— START MATERIAL FOR THE TASK —

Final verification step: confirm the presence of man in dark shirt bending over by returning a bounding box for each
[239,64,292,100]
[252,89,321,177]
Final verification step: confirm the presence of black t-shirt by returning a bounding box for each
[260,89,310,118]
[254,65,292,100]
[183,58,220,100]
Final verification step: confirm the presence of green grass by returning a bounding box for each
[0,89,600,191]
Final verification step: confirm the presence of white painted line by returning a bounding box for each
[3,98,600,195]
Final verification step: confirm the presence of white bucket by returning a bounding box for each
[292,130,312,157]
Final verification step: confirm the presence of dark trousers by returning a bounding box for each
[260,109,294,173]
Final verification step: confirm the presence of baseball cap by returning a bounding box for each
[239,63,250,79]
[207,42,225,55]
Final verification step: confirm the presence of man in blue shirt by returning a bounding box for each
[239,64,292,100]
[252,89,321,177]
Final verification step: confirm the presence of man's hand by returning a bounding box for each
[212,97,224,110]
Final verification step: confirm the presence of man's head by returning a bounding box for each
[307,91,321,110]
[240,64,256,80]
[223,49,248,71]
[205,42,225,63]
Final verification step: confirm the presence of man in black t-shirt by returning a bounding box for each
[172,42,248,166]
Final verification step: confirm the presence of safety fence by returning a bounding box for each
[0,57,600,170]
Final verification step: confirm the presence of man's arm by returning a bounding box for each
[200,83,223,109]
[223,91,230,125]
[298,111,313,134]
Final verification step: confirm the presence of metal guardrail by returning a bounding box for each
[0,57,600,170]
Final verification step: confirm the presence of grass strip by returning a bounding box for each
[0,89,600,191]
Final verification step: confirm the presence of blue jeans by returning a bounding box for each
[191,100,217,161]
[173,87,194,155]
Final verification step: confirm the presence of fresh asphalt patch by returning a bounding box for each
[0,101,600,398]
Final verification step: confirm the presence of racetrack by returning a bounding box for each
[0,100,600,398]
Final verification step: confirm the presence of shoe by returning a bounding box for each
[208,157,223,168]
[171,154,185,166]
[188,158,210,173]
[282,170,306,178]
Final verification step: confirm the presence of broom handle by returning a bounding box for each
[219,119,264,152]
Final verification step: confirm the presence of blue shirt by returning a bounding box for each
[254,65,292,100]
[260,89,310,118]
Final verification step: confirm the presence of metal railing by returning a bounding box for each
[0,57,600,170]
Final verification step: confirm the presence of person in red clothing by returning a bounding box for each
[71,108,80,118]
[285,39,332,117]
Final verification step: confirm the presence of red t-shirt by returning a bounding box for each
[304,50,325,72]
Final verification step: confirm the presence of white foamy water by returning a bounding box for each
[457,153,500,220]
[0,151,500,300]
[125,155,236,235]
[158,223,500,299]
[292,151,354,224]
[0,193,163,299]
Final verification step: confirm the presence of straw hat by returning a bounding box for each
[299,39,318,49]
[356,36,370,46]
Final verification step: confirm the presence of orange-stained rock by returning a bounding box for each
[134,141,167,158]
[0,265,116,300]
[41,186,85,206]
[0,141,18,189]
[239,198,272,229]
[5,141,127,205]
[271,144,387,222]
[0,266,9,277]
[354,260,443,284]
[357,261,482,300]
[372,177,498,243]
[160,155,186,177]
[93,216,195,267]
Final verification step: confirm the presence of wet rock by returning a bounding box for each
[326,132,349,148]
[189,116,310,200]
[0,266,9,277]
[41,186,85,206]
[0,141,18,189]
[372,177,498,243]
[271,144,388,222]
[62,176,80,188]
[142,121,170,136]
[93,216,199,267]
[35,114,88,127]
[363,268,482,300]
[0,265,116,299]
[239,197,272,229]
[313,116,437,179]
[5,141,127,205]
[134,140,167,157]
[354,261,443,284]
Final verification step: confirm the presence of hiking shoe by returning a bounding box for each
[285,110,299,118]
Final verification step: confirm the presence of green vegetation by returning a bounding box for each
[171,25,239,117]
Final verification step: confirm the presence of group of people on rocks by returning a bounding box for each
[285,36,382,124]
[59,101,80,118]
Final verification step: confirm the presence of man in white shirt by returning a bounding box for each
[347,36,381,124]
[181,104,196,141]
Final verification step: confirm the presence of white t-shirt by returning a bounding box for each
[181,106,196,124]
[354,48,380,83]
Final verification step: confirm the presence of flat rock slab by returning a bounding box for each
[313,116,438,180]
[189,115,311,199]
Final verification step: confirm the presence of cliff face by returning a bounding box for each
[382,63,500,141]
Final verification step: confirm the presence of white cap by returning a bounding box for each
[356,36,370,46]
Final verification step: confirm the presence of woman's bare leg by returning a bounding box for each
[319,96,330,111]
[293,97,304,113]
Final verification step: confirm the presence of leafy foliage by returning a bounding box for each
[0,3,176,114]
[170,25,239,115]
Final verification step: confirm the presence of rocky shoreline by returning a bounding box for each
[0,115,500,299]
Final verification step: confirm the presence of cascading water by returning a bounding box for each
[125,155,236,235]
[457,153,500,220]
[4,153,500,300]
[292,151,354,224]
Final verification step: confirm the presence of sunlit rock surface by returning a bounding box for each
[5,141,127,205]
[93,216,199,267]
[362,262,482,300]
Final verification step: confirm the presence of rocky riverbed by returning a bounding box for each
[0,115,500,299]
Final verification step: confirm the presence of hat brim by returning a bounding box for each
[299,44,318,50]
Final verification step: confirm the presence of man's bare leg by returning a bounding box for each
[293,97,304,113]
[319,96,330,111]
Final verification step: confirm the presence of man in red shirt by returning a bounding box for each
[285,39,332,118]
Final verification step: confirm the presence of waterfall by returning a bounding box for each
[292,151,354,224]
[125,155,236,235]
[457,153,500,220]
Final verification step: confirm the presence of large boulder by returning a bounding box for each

— END MATERIAL FOR THE TASK —

SET EXERCISE —
Write out only the rows from the line containing "Final verification step: confirm the presence of white foamy" down to the line containing "[93,216,195,267]", both included, keeping the request lines unchanged. Scale every bounding box coordinate in them by 0.75, rounding to whole numbers with halves rounded up.

THE SOLUTION —
Final verification step: confirm the presence of white foamy water by returning a bounding box for each
[343,115,375,165]
[0,113,375,225]
[94,116,177,176]
[119,167,375,224]
[219,113,266,168]
[0,145,122,224]
Final verification step: confirm the presence of straw hat by returning a bounding box for each
[224,29,239,37]
[267,27,278,35]
Final verification step: confirm the presence of orange-stained rock by returning a bounding box for each
[101,106,125,119]
[0,199,87,225]
[31,140,64,155]
[0,106,14,142]
[179,149,204,172]
[4,106,95,154]
[203,108,290,167]
[0,200,7,208]
[266,195,332,213]
[268,196,362,225]
[279,133,374,182]
[120,116,140,133]
[70,162,146,200]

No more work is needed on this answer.